Défi a: Recopiez, dans le fil de discussion sur « have » et « got », tout le passage allant de « Bonjour - sans » jusqu'à « the above sequence. ».

Texte présenté:

——

# EN: I have / I've got / I got



## nul

Bonjour à tous,

Pour commencer : pouvez-vous m'expliquer la différence entre "we've got" et "we have".

Je vous remercie à l'avance.

*Note des modérateurs :* Plusieurs fils ont été fusionnés pour créer celui-ci. Voir aussi :
EN: do you have / have you (got)
EN: don't have / haven't got
EN: I've got to go / I have to go


----------



## châtelain

Hi

I think you'll find that in simple terms

Have is to posses...I have great wealth

Got is very similar to have but is having caused the condition..... I got my wealth from working very, very hard

Hope this helps

Le mot "Have" a plusiers sens selon la contexte mais simplement veut dire "posseder"

"Got" vien de la meme famile mais est la cause de la condition ou mouvement


----------



## nul

Mercie à vous Châtelain.

Voilà, pour la phrase entière : "We've got someone for the other room" (il s'agit d'une chambre à louer).


----------



## châtelain

Beh voila ils ont trouver cette personne (on suppose) grace a leurs actions..publicité...les recherches etc. Il faut dire quand meme que meme pour les anglais on utilise l'un ou l'autre.

On peut dire egalement

We have someone for the other room now (Statment of fact)

We have got someone for the other room (statement of fact, with got suggesting an actio0n causing this fact)

We got someone for the other room (thanks to the ad we put in the paper)


----------



## broglet

Bonjour - sans contexte ce n'est pas du tout facile.  Les deux sont souvent interchangeables, bien que 'have' soit un peu plus soutenu:

How many apples do you have?
We've got three = we have three

Also, as has been said, "we've got" sometimes means "we have acquired" - but not in the above sequence.


----------



## Maître Capello

Correct me if I'm wrong but I feel like in the US people rather say "we have" whereas the Brits are more eager to say "we've got".


----------



## broglet

I have no idea about the US but I've got a feeling that we have no particular 'British' preference


----------



## panjandrum

I have  or I have got a boyfriend
I have <got> ... ... have you <got>? ... do you have?
I have <got> ... ... have you <got>? ... do you have?
I have (got) - gotten
I have (got) - I had got
I have (got) - I had got - past form of have got
I have (got) ...
I have (got) ...
I have (got) ...
I have (got) ...
I have (got) ...
I have (got) ... Have you (got) ...?
I have (got) a new car.
I have (got) to ...

Sorry about that 
Answers to questions about English usage can often be found by using the WordReference English dictionary.
I found those threads by looking up 
*I have got*


----------



## châtelain

Exactly and after having looked I think you'll find what I said to be correct.....


----------



## gambit2099

Hello everyone!

——

Défi b: Extrayez des entrées chaque ligne où figure la chaîne « tree ».

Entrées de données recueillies

——

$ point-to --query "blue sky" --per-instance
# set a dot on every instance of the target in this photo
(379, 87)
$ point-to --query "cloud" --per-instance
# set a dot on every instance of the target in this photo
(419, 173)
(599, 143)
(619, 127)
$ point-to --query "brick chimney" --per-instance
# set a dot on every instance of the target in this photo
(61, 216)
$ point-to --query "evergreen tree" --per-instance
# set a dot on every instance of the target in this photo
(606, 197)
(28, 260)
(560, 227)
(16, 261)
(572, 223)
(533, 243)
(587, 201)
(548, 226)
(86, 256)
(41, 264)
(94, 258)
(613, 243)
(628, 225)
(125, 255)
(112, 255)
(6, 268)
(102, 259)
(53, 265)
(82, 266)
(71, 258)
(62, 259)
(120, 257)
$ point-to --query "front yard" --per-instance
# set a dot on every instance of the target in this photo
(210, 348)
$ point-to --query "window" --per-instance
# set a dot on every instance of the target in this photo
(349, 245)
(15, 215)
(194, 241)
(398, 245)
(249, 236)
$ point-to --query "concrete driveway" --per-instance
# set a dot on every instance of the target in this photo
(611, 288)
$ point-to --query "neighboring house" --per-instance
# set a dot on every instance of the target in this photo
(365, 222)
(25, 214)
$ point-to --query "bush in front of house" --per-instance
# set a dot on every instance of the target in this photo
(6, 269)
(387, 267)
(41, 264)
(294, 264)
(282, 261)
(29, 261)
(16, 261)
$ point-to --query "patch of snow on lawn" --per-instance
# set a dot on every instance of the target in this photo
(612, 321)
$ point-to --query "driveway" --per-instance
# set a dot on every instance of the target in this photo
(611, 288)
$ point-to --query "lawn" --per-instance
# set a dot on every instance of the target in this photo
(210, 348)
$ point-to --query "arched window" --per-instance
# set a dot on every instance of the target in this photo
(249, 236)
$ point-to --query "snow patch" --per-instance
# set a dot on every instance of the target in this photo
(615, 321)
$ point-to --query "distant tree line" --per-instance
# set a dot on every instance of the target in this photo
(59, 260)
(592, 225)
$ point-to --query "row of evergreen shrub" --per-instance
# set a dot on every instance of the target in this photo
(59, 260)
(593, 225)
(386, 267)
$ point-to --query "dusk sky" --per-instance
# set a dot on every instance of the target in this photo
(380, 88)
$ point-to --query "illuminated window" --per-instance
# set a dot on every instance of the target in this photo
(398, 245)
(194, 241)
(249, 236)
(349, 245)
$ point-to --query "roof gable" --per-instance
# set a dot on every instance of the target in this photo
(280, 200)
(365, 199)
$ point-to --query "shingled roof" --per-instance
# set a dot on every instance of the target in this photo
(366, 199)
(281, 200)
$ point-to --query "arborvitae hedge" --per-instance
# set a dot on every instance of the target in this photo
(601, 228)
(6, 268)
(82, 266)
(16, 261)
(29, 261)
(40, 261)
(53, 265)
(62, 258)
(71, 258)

——

Corrigé a:
Bonjour - sans contexte ce n'est pas du tout facile.  Les deux sont souvent interchangeables, bien que 'have' soit un peu plus soutenu:

How many apples do you have?
We've got three = we have three

Also, as has been said, "we've got" sometimes means "we have acquired" - but not in the above sequence.

Corrigé b:
$ point-to --query "evergreen tree" --per-instance
$ point-to --query "distant tree line" --per-instance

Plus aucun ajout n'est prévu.